┌─ Dataset

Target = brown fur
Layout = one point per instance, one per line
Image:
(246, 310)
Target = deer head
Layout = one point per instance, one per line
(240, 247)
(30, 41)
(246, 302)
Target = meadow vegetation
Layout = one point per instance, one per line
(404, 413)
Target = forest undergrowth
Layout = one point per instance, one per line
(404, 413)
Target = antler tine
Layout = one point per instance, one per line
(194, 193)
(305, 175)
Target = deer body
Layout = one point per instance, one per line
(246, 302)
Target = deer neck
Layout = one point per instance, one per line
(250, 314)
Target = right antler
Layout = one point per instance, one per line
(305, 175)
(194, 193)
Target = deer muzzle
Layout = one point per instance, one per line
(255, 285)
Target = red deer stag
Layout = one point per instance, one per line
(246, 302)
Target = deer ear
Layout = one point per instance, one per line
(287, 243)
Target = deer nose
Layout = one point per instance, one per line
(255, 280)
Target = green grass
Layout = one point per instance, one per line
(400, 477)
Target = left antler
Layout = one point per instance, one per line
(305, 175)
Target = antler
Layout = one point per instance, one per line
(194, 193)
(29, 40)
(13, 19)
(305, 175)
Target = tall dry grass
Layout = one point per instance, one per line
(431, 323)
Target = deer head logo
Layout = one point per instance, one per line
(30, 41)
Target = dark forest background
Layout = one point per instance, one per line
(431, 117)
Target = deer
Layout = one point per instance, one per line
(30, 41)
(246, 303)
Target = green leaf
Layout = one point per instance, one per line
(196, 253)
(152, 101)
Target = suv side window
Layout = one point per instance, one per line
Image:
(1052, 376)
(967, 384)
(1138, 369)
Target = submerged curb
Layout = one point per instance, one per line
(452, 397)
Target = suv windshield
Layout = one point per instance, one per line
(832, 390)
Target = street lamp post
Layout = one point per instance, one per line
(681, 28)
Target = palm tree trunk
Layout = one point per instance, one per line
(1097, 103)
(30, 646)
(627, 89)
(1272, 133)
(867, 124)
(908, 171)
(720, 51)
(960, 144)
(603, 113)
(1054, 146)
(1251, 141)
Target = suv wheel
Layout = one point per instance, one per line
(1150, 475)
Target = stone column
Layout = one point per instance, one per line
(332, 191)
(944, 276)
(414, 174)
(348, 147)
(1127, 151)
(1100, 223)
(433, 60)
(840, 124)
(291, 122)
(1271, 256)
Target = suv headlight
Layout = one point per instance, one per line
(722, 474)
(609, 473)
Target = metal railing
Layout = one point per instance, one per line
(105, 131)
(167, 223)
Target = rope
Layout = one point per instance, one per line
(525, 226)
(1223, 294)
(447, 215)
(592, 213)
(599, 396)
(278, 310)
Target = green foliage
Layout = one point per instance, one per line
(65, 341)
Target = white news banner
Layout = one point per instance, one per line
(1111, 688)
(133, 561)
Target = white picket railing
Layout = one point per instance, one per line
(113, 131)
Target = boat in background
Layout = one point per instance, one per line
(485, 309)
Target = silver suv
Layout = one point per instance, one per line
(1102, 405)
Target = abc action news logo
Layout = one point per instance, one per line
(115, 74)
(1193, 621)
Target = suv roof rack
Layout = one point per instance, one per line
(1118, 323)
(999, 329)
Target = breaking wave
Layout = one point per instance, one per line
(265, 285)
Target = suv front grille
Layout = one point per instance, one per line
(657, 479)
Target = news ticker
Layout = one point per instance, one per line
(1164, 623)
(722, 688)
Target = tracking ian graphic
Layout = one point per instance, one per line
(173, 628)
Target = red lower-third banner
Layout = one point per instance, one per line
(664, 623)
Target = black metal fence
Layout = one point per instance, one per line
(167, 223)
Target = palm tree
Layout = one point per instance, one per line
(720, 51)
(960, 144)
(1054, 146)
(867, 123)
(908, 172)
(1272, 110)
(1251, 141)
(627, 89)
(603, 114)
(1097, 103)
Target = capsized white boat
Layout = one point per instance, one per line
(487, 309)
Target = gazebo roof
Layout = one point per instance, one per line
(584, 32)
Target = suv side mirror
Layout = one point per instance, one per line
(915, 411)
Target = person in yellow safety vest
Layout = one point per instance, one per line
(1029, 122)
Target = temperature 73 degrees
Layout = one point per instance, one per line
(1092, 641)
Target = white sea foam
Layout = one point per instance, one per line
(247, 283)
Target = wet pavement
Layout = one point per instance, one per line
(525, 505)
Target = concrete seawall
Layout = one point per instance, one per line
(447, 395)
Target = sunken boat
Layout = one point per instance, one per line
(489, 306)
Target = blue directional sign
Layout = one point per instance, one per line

└─

▸ **What to do**:
Would you copy every line of the entries that includes the word "side"?

▸ **Solution for this exercise**:
Target = suv side window
Target = suv side mirror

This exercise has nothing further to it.